● STATED TASK
Please render the items below as one numbered list with a line per entry, skipping blank lines. Leave the pictures out.

** BEGIN **

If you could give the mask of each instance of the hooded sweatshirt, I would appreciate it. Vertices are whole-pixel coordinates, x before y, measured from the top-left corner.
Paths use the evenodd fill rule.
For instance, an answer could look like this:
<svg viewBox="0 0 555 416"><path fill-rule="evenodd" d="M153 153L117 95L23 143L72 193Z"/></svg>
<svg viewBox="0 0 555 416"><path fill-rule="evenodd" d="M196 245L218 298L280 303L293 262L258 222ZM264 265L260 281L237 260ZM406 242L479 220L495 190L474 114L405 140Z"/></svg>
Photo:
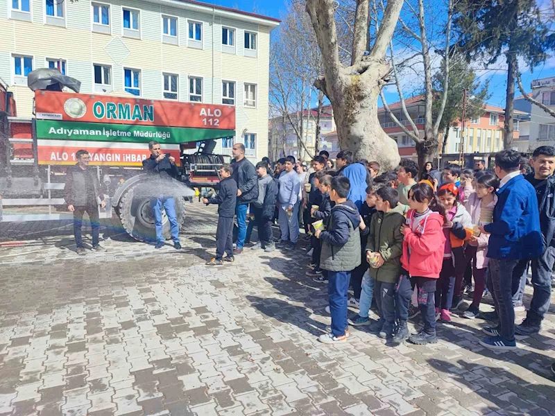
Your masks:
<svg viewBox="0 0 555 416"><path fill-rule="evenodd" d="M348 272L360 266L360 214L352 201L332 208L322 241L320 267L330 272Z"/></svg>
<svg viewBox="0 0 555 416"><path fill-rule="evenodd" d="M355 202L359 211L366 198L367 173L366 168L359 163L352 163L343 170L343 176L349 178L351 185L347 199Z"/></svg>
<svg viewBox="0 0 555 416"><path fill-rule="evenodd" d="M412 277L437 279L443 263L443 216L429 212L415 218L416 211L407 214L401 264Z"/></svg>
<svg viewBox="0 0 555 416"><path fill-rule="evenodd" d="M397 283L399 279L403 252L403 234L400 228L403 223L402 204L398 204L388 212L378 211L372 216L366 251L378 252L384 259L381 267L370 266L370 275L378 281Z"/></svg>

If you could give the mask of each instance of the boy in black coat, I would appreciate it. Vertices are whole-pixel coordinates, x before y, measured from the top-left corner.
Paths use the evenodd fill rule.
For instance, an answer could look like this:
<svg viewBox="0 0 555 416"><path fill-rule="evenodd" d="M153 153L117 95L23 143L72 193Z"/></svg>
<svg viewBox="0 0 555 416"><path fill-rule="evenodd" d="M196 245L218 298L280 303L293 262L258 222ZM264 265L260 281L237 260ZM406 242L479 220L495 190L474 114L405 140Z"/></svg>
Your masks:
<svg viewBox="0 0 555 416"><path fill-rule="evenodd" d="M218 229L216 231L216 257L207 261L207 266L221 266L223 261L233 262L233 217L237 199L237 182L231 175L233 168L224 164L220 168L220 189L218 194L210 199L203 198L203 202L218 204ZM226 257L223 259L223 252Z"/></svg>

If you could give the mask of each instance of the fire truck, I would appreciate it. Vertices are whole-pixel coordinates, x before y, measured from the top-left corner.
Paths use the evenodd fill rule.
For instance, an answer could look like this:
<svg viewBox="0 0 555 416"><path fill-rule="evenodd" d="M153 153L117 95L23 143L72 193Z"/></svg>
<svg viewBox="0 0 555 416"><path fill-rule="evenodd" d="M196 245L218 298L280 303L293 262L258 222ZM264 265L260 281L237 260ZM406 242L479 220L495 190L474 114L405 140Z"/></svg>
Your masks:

** END **

● TASK RESPONSE
1. If you could give the mask of each instance of the hooded sweatshirt, I would appreciate it. Vertices are whole-pixel coordinates, x before y, measured from the top-left corner.
2. Paths use the evenodd fill rule.
3. For instance, an answer could look like this:
4. <svg viewBox="0 0 555 416"><path fill-rule="evenodd" d="M153 153L117 95L23 143L72 193Z"/></svg>
5. <svg viewBox="0 0 555 416"><path fill-rule="evenodd" d="M196 245L218 298L280 303L293 262L258 222ZM264 265L260 281L237 260ZM406 242L479 220L495 190L474 114L405 140Z"/></svg>
6. Photo:
7. Your masks:
8. <svg viewBox="0 0 555 416"><path fill-rule="evenodd" d="M348 272L360 266L360 214L352 201L332 208L322 241L320 267L330 272Z"/></svg>
9. <svg viewBox="0 0 555 416"><path fill-rule="evenodd" d="M355 202L359 211L366 198L367 173L366 168L359 163L352 163L343 170L343 176L349 178L351 185L347 199Z"/></svg>
10. <svg viewBox="0 0 555 416"><path fill-rule="evenodd" d="M412 277L437 279L443 263L443 216L429 212L415 218L416 211L407 214L401 264Z"/></svg>
11. <svg viewBox="0 0 555 416"><path fill-rule="evenodd" d="M397 283L399 279L403 252L403 234L400 228L403 223L402 204L398 204L388 212L378 211L372 216L366 251L378 252L384 259L381 267L370 266L370 275L378 281Z"/></svg>
12. If you could give the mask of each instance of the boy in black coat, I would appreciate it. Vertices are whole-pixel coordinates, x before y, measured from the top-left corner.
13. Paths use the evenodd fill rule.
14. For instance, an answer could look like this:
15. <svg viewBox="0 0 555 416"><path fill-rule="evenodd" d="M153 153L117 95L23 143L72 193Z"/></svg>
16. <svg viewBox="0 0 555 416"><path fill-rule="evenodd" d="M196 245L218 298L280 303L293 262L258 222ZM264 265L260 281L237 260ZM406 242L479 220L495 190L474 114L405 140Z"/></svg>
17. Your masks:
18. <svg viewBox="0 0 555 416"><path fill-rule="evenodd" d="M218 229L216 231L216 257L207 261L207 266L221 266L223 261L233 262L233 217L237 199L237 182L231 175L233 168L224 164L220 168L220 189L218 194L210 199L203 198L203 202L218 204ZM226 257L223 259L223 252Z"/></svg>
19. If you could give the mask of each instance of the fire truck, I would appreciate it. Vertices are whole-pixel coordinates, x before y, measured from the top-left corner.
20. Paths use the evenodd fill rule.
21. For instance, an answer could look like this:
22. <svg viewBox="0 0 555 416"><path fill-rule="evenodd" d="M153 153L117 95L23 143L72 193Z"/></svg>
23. <svg viewBox="0 0 555 416"><path fill-rule="evenodd" d="M196 245L218 298L280 303L293 262L258 222ZM264 265L260 281L237 260ZM406 242L479 220L495 190L474 114L405 140Z"/></svg>
24. Your masks:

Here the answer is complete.